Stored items
++++++

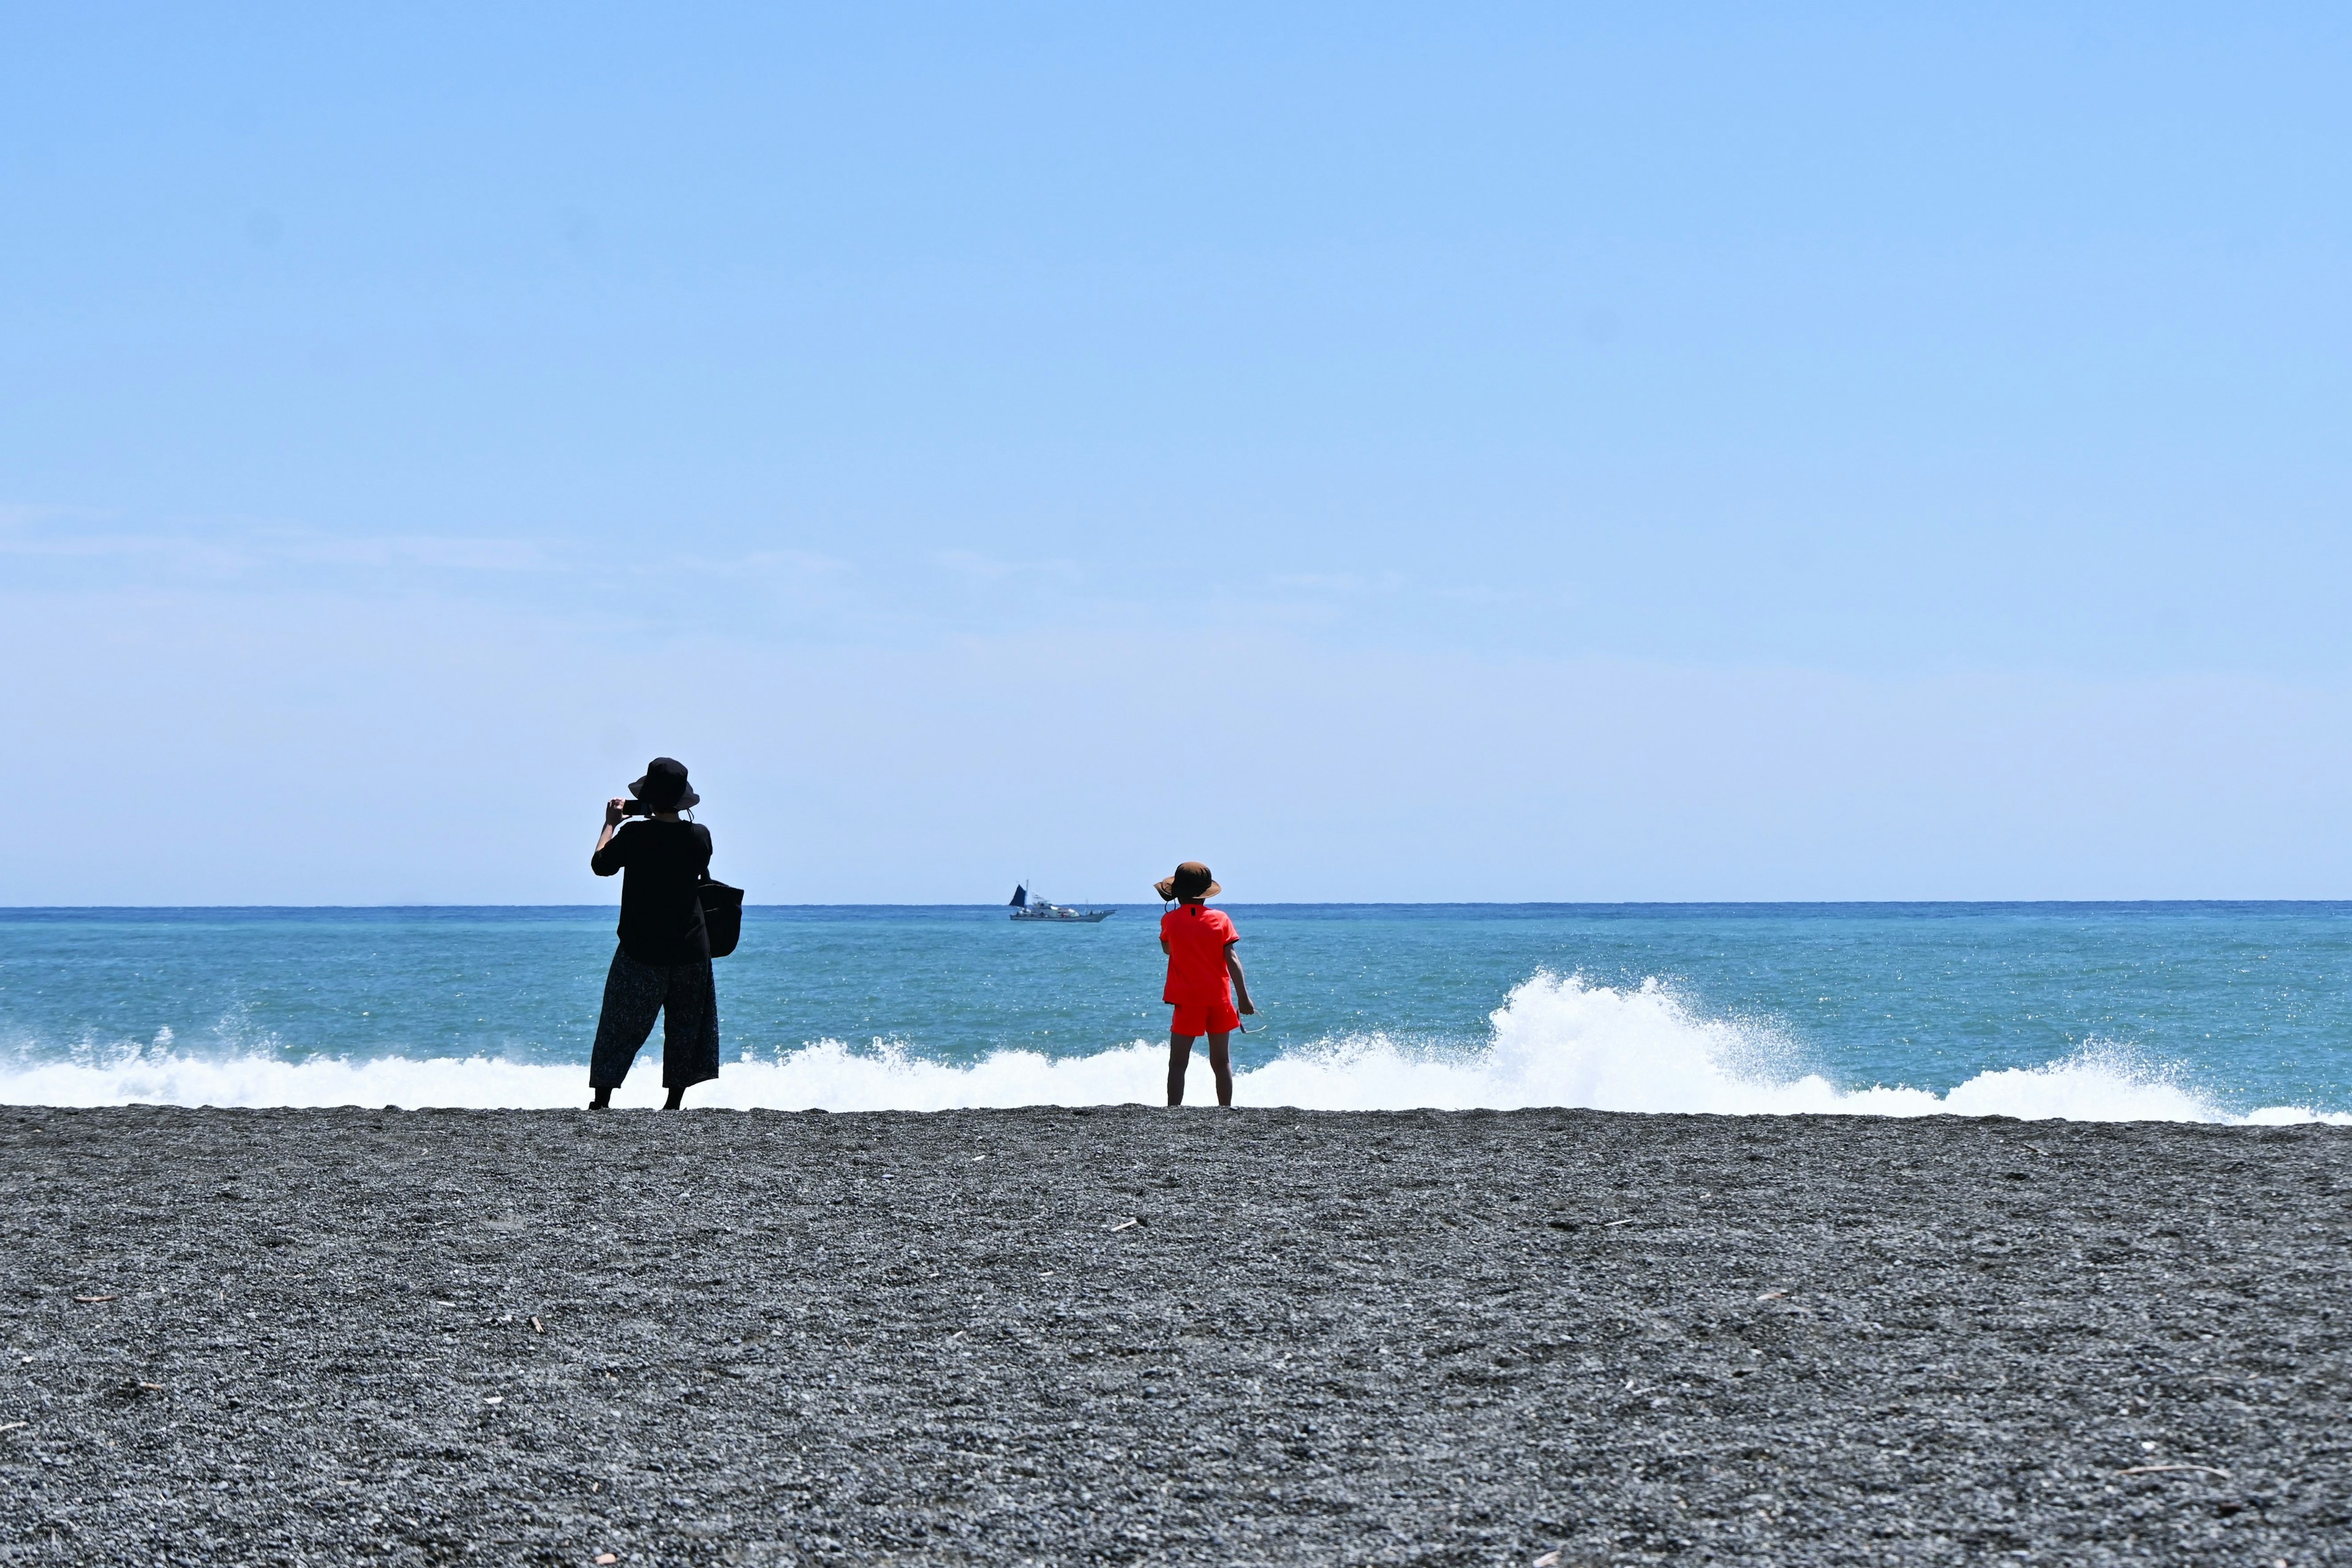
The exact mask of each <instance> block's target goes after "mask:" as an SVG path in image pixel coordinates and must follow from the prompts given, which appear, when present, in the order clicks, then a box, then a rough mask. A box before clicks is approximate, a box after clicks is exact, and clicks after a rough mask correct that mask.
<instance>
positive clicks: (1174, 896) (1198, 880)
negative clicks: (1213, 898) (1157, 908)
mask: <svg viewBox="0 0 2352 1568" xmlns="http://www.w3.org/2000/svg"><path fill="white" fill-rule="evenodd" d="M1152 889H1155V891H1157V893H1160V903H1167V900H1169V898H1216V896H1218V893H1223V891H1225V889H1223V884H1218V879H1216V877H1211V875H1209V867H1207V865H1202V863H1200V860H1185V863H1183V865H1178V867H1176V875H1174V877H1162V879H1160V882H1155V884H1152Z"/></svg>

++++++

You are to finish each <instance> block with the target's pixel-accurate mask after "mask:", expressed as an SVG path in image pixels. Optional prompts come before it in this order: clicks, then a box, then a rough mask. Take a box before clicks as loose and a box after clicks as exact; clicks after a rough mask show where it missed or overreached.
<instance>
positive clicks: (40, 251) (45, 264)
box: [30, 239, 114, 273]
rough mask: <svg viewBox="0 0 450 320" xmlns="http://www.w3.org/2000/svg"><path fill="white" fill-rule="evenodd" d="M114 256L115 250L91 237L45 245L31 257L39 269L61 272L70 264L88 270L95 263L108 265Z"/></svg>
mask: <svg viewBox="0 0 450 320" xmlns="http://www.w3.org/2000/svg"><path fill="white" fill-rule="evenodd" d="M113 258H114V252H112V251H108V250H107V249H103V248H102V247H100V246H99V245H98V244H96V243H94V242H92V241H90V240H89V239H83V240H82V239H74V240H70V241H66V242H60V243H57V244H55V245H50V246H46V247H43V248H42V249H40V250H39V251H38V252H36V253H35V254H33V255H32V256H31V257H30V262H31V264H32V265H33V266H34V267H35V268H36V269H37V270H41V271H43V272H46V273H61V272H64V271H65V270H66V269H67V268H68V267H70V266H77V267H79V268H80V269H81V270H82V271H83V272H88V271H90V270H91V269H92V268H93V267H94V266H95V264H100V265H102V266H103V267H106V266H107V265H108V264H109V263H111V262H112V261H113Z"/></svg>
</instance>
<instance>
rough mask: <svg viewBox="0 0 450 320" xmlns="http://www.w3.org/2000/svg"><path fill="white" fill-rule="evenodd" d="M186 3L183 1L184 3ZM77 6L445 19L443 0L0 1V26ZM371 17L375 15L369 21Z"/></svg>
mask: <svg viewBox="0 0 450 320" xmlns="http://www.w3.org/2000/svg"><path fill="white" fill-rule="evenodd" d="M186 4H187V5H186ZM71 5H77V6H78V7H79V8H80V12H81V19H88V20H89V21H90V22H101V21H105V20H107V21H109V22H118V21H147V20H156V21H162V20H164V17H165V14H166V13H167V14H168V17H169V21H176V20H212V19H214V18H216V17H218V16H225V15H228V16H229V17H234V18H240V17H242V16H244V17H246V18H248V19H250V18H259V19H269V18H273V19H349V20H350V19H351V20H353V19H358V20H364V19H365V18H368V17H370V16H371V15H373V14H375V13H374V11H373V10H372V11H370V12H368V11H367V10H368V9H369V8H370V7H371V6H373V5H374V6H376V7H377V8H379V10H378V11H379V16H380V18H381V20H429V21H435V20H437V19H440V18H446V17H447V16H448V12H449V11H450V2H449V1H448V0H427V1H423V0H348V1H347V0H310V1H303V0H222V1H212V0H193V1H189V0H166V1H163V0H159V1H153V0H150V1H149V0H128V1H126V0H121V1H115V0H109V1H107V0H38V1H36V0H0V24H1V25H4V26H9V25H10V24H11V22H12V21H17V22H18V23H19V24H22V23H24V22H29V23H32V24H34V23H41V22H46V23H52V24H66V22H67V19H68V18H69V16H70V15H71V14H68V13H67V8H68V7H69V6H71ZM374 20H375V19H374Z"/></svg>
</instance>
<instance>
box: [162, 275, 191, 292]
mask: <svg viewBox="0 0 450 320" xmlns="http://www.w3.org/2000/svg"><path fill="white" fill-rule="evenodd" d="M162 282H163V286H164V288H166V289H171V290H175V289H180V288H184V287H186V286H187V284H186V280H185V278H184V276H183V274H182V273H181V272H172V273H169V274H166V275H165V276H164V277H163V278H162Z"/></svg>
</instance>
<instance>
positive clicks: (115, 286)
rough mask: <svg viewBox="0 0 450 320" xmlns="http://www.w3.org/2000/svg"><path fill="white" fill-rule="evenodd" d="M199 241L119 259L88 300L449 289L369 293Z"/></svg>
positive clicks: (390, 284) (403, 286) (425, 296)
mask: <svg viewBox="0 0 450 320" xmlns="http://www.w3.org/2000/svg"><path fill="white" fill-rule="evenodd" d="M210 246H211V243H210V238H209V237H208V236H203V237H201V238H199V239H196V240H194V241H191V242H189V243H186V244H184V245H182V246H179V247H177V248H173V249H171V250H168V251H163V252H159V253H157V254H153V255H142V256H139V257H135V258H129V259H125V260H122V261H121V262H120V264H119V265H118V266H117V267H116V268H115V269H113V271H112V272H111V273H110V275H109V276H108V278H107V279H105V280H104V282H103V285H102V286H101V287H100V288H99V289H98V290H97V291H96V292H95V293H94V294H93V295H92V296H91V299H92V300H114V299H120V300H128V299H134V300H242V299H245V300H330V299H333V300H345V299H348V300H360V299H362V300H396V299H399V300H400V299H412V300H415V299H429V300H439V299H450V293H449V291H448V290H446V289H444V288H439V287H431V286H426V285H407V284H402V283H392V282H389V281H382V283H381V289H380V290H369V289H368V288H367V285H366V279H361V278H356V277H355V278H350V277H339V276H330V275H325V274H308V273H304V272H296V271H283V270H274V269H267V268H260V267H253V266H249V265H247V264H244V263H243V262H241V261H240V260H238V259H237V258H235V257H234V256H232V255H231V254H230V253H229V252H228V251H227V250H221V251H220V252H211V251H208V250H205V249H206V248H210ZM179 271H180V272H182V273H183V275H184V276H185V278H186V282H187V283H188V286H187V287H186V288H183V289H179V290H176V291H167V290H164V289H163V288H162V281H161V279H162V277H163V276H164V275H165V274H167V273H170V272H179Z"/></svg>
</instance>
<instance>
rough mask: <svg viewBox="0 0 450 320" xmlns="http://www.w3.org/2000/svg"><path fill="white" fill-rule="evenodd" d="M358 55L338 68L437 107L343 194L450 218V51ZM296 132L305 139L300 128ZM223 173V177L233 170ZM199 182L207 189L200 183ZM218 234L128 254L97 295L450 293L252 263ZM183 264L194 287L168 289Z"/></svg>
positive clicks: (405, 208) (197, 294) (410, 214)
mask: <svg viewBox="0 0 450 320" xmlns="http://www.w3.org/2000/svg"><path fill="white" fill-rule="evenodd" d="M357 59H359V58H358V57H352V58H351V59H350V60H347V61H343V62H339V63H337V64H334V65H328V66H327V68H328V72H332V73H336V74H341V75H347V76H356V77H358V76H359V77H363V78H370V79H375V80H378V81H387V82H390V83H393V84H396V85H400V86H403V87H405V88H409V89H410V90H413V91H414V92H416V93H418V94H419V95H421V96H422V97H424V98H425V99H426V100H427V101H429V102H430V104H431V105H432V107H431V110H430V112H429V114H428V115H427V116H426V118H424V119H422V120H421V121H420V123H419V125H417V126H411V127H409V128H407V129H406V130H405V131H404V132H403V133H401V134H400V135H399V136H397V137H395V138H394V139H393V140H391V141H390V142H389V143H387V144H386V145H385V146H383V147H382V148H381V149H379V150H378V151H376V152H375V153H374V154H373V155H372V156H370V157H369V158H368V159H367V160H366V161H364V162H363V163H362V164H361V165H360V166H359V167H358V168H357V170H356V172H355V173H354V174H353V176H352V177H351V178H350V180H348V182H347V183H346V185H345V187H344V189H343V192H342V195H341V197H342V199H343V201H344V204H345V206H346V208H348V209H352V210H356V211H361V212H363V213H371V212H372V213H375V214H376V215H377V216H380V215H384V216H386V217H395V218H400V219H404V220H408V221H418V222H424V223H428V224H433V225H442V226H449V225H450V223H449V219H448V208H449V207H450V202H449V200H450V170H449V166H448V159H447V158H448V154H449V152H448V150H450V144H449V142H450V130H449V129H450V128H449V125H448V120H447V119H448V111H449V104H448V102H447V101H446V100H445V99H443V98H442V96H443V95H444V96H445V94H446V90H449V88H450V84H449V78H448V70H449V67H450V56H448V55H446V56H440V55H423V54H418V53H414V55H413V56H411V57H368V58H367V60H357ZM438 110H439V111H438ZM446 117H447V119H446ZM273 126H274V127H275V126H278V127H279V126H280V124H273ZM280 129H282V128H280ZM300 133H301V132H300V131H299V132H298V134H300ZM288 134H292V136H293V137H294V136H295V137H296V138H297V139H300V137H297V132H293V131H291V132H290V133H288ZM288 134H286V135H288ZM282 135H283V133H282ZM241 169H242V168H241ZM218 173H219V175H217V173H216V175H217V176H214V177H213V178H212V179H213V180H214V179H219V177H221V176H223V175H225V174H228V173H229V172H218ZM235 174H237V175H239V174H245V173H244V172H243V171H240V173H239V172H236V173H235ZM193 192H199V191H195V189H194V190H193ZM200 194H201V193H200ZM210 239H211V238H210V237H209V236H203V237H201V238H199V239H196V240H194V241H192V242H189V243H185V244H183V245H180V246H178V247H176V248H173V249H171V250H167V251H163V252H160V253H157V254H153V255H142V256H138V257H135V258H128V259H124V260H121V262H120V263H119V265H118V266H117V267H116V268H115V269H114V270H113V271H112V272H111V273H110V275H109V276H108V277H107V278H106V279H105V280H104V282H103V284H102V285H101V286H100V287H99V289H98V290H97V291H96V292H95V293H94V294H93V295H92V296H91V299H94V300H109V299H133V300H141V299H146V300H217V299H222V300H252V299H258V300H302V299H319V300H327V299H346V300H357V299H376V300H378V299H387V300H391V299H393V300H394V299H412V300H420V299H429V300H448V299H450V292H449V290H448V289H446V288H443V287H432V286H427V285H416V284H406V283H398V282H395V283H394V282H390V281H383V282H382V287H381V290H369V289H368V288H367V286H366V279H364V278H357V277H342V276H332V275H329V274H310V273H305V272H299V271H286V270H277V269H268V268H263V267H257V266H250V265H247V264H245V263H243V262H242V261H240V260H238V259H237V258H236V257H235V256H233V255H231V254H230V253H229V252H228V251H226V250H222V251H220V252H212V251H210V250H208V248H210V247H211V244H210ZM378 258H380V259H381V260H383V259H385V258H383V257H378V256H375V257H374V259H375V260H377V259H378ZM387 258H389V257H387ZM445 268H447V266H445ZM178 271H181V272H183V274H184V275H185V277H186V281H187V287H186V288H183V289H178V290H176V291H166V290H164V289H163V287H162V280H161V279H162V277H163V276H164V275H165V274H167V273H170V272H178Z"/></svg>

++++++

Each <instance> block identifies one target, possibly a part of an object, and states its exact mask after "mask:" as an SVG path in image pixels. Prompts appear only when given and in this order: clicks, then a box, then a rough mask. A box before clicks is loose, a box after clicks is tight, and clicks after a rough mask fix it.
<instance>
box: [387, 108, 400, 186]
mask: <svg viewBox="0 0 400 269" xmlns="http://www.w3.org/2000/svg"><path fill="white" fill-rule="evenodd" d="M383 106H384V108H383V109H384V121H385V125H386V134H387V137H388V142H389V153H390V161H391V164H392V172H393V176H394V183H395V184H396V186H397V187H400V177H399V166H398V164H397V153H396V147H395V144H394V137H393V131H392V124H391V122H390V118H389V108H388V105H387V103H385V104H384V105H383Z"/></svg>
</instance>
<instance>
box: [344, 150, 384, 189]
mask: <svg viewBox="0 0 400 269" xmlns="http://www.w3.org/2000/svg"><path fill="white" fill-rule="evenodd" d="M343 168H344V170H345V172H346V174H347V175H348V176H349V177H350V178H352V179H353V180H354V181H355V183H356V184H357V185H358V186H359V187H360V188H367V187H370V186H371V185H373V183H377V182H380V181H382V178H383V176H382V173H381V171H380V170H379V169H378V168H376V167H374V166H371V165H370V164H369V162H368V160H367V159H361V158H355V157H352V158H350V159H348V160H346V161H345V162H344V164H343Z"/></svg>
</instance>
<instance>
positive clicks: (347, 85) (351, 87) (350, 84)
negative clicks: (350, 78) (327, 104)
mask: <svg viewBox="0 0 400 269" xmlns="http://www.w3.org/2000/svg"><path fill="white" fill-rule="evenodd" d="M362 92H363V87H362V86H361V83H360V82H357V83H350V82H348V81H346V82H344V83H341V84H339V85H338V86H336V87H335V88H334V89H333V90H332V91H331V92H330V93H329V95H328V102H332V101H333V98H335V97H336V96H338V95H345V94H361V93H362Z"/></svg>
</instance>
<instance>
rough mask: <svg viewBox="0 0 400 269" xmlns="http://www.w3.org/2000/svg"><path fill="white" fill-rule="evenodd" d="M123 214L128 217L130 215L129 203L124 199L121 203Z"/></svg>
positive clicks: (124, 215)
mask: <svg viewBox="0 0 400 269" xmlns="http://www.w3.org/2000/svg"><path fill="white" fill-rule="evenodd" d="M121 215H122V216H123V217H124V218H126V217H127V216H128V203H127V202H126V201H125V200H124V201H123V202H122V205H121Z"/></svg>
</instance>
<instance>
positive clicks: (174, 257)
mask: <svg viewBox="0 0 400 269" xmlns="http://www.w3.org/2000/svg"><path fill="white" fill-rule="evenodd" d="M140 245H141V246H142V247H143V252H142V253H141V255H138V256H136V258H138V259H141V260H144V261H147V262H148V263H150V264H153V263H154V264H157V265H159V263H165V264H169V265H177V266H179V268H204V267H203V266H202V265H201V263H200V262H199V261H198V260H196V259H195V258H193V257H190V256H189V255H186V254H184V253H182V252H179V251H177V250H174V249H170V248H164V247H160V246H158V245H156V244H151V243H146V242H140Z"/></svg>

++++++

* **ACTIVITY**: Which lines in the stored items above contain the word "negative"? Gather and copy each of them in full.

* **REPLY TO THE TASK**:
negative clicks: (1213, 898) (1157, 908)
negative clicks: (350, 78) (327, 104)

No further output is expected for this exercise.